◆ EXERCISE PROMPT: Repeat each entry exactly.

◆ Records contained in a dataset:
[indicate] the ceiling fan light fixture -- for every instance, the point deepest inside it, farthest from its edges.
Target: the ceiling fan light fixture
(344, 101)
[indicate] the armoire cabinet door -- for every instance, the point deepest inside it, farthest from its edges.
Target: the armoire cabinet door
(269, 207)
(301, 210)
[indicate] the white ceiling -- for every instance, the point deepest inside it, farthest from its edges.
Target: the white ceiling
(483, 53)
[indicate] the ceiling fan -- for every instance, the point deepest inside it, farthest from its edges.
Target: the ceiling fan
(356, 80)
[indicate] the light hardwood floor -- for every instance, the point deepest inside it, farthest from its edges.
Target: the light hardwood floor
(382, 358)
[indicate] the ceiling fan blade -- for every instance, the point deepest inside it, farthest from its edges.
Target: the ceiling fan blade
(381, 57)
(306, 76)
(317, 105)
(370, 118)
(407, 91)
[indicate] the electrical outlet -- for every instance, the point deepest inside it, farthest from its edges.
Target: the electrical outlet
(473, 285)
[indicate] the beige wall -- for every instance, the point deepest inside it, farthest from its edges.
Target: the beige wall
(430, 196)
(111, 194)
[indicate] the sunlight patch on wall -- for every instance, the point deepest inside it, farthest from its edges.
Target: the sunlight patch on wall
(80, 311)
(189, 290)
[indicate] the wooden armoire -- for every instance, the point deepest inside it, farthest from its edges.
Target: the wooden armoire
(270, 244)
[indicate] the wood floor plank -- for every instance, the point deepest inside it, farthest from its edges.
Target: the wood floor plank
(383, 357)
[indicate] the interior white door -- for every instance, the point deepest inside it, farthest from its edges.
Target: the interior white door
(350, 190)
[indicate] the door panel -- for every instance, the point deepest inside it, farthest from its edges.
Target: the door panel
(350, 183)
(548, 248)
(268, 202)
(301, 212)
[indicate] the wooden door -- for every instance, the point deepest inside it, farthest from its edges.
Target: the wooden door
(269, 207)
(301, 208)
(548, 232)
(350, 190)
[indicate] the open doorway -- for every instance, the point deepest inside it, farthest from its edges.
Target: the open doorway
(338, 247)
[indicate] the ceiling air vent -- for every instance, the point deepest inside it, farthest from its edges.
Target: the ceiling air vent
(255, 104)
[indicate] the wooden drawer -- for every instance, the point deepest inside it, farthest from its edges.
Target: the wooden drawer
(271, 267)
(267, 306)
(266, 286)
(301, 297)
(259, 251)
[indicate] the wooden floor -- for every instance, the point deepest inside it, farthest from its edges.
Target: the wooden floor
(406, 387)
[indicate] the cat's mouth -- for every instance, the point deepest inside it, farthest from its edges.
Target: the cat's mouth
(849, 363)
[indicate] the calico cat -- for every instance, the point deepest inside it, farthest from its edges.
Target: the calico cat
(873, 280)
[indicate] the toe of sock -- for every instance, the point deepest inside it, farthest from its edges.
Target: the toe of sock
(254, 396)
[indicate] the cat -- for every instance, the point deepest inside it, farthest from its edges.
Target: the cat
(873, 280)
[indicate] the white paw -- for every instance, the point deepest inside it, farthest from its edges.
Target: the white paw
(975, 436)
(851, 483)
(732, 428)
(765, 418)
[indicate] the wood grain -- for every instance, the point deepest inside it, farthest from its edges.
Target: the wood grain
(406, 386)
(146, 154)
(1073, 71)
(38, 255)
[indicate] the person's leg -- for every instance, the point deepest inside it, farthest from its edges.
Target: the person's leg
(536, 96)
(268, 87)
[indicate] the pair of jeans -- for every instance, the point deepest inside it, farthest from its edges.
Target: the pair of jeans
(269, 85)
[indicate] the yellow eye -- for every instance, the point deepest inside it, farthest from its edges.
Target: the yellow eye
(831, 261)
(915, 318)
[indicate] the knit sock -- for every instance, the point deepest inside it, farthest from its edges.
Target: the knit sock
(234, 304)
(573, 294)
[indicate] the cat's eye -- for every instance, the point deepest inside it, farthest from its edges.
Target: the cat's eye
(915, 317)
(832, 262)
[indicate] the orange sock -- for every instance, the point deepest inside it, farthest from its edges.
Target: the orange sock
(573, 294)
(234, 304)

◆ TASK ANSWER:
[indicate] the ceiling fan light fixture -- for every instance, the point deepest inside it, farthest from its edges.
Target: the ceiling fan light fixture
(344, 101)
[indicate] the armoire cabinet door -- for every instance, the point deepest inside it, farthest from its edges.
Target: the armoire cabinet door
(269, 207)
(301, 210)
[indicate] the white ceiling -- for every instance, the point deepest inside it, farthest from its edges.
Target: the white ceiling
(483, 53)
[indicate] the ceiling fan -- for every instance, the point deepest inside it, farthest from its edges.
Target: the ceiling fan
(356, 80)
[indicate] the light hardwood floor -- for every instance, the point deepest inside it, farthest from its edges.
Target: the light hardwood floor
(382, 358)
[indicate] the ceiling fan blade -- for every instance, the point deepest inside it, farthest from its edges.
Target: the ceiling fan blade
(381, 57)
(306, 76)
(317, 105)
(370, 118)
(407, 91)
[indicate] the electrical outlet -- for every instance, the point deepest inside it, farthest from its edges.
Target: the electrical outlet
(473, 285)
[indicate] the beige wall -- for every instance, the point deepest inside it, farthest from its edges.
Target: the beige wall
(430, 196)
(111, 194)
[indicate] the sunlight patch on wall -- for every instance, the point deepest inside it, farthest from its edges.
Target: the sunlight patch on wall
(80, 311)
(189, 290)
[indicate] the wooden armoire -- for every instance, the point deepest inside it, farthest from its edges.
Target: the wooden armoire
(270, 244)
[indicate] the wood floor plank -- for every instance, the point deepest inside it, farthest from its edges.
Target: the wood floor plank
(383, 357)
[indicate] the interior white door -- for every instance, the point deepest inside it, farthest from its edges.
Target: the interior white door
(350, 190)
[indicate] the door panel -- for every instance, the point deepest inside it, farthest from its edges.
Target: the door panel
(350, 183)
(548, 248)
(268, 202)
(301, 212)
[indicate] the wooden door -- for every instance, the point deepest inside it, farthest from its edges.
Target: the wooden door
(269, 207)
(301, 208)
(548, 232)
(350, 190)
[indicate] the open doorway -- for every instance, the point deepest inside it, farthest from its edges.
Target: the open doorway
(338, 247)
[indicate] the ceiling air vent -- for every instance, the point deepest inside it, farthest from its edges.
Target: the ceiling air vent
(255, 104)
[indicate] the wooden drawer -- for every instance, the point deepest inside it, farthest from its edges.
Target: the wooden drawer
(271, 267)
(267, 306)
(266, 286)
(301, 297)
(259, 251)
[indicate] the wooden floor -- for every instance, the point deepest inside it, farthest from its edges.
Target: the wooden floor
(406, 387)
[indicate] the cat's mouth -- for every instance, the point deepest inside it, farthest from its edges.
Target: the cat's mouth
(849, 363)
[indicate] the calico cat -- for every instance, the point deepest inside it, farthest from its edges.
Target: the calico cat
(873, 280)
[indicate] the toe of sock -- for every instance, the point deepest inside it, farthest from its edges.
Target: the toe of sock
(254, 396)
[indicate] the cat -- for every instance, the point deepest inside it, farthest from its edges.
Target: the cat
(873, 280)
[indicate] the white paw -- for every instance, the point deepest inside it, farthest from its edges.
Target: the white paw
(975, 436)
(851, 483)
(732, 428)
(765, 418)
[indicate] the wood grain -- for every instance, the point deepest inside it, farthest from its edges.
Target: the wood grain
(406, 386)
(146, 154)
(1073, 71)
(38, 255)
[indicate] the person's leg -- for every instance, the point deepest inside it, farthest from its edges.
Target: the person's leg
(536, 96)
(268, 87)
[indicate] the pair of jeans -- for every instance, the point deepest inside it, farthest from its edges.
Target: the pair of jeans
(269, 85)
[indicate] the yellow eye -- for every instance, the point deepest inside it, farthest from its edges.
Target: the yellow eye
(831, 261)
(915, 318)
[indicate] the knit sock -- for every instance, the point deepest inside it, farthest from its edges.
Target: the knit sock
(234, 304)
(573, 294)
[indicate] the cat's eye -- for every instance, the point deepest inside it, farthest from its edges.
Target: the cat's eye
(915, 317)
(832, 262)
[indicate] the orange sock -- for every instance, the point deepest inside it, farthest from its edges.
Target: the orange sock
(573, 294)
(234, 304)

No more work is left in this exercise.